**Work request:** Return the listing verbatim, images left out.

**Records provided:**

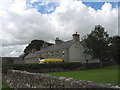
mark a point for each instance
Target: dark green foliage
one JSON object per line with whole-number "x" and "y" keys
{"x": 35, "y": 45}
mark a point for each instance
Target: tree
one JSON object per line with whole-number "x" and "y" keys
{"x": 114, "y": 49}
{"x": 97, "y": 43}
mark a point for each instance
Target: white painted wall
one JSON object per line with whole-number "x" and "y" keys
{"x": 76, "y": 52}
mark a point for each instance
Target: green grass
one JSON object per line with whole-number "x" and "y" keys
{"x": 107, "y": 74}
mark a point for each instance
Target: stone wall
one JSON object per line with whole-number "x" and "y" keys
{"x": 23, "y": 79}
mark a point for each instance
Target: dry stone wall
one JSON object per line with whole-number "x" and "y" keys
{"x": 23, "y": 79}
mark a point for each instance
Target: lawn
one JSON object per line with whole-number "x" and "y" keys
{"x": 107, "y": 74}
{"x": 4, "y": 85}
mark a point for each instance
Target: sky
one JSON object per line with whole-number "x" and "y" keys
{"x": 24, "y": 20}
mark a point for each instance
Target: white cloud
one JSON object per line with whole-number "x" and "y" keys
{"x": 20, "y": 25}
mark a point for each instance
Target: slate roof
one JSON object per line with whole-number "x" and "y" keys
{"x": 60, "y": 46}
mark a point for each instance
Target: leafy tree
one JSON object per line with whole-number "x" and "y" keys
{"x": 114, "y": 48}
{"x": 35, "y": 45}
{"x": 97, "y": 43}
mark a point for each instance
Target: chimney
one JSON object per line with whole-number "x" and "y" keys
{"x": 45, "y": 44}
{"x": 76, "y": 37}
{"x": 58, "y": 41}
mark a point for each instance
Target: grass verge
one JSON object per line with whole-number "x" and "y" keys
{"x": 107, "y": 74}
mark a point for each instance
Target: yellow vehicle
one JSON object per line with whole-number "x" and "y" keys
{"x": 50, "y": 60}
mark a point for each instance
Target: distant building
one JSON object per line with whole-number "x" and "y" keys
{"x": 12, "y": 60}
{"x": 69, "y": 51}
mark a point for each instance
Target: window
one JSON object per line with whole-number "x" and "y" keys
{"x": 63, "y": 53}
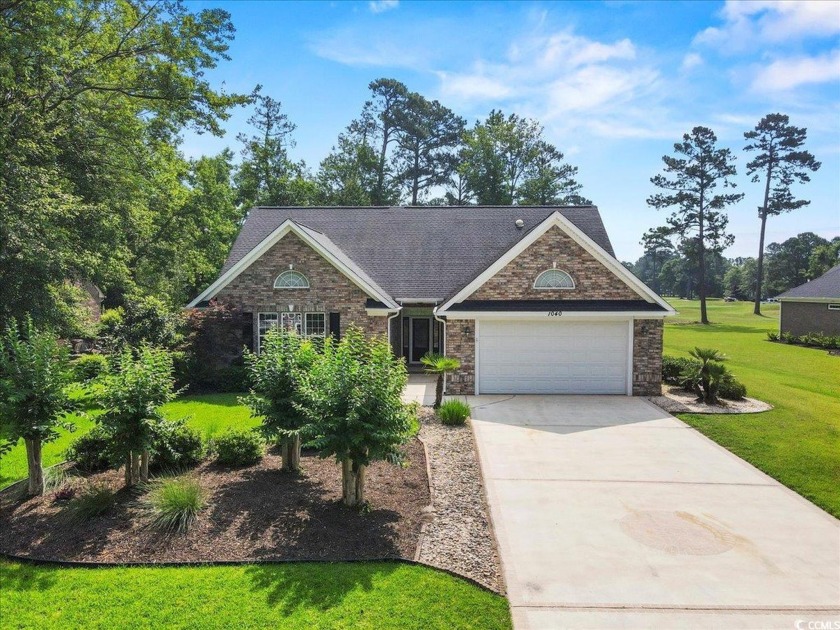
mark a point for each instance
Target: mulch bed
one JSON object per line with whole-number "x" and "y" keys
{"x": 253, "y": 513}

**Exercise solution:**
mark a point for each instance
Target: dark green foliage
one JSON object per line with whole-number "x" and "y" keys
{"x": 35, "y": 45}
mark a point for each instance
Target: tree
one JSON object per line with whole-number "x" and "y" keys
{"x": 114, "y": 49}
{"x": 97, "y": 43}
mark a point for each instance
Target: white painted wall
one JSON object per line with whole-number "x" and "y" keys
{"x": 76, "y": 52}
mark a point for each instance
Target: green grass
one JSON object per line with whole-number "x" and "y" keys
{"x": 107, "y": 74}
mark a point for each instance
Target: stone wall
one JSON object per line with whole-number "x" and "y" keys
{"x": 23, "y": 79}
mark a point for each instance
Target: dry stone wall
one JSON object per line with whole-number "x" and "y" keys
{"x": 23, "y": 79}
mark a point for each instance
Target: lawn
one JSON object per line with whole-number "x" and "y" keys
{"x": 107, "y": 74}
{"x": 4, "y": 85}
mark a point for each instance
Target: sky
one JSON object per line with whole-number "x" and "y" keys
{"x": 24, "y": 20}
mark a point for each instance
Target: white cloud
one JSON object per line with whole-number "x" and "y" keys
{"x": 20, "y": 25}
mark a point for each instance
Target: slate roof
one JSON object per line with whole-number "x" and "y" keys
{"x": 60, "y": 46}
mark a point for each instance
Target: leafy tree
one JSON object per line with whole-number "x" and "y" keys
{"x": 114, "y": 48}
{"x": 35, "y": 45}
{"x": 97, "y": 43}
mark a point for each instance
Target: chimney
one JSON object per line with whole-number "x" and "y" keys
{"x": 45, "y": 44}
{"x": 76, "y": 37}
{"x": 58, "y": 41}
mark a point for each instance
Target: grass verge
one JSON object per line with whole-number "x" and "y" keys
{"x": 107, "y": 74}
mark a point for each instance
Target: yellow vehicle
one JSON object per line with whole-number "x" and "y" keys
{"x": 50, "y": 60}
mark a point for each instance
Target: distant building
one JSON object per line with whole-number "x" and "y" keys
{"x": 12, "y": 60}
{"x": 69, "y": 51}
mark a point for each instance
Target: window
one JSON object per line with whole-number "x" and "y" keys
{"x": 63, "y": 53}
mark a point for each instance
Target: mulch bed
one JSON object per line with whole-number "x" and "y" keys
{"x": 253, "y": 513}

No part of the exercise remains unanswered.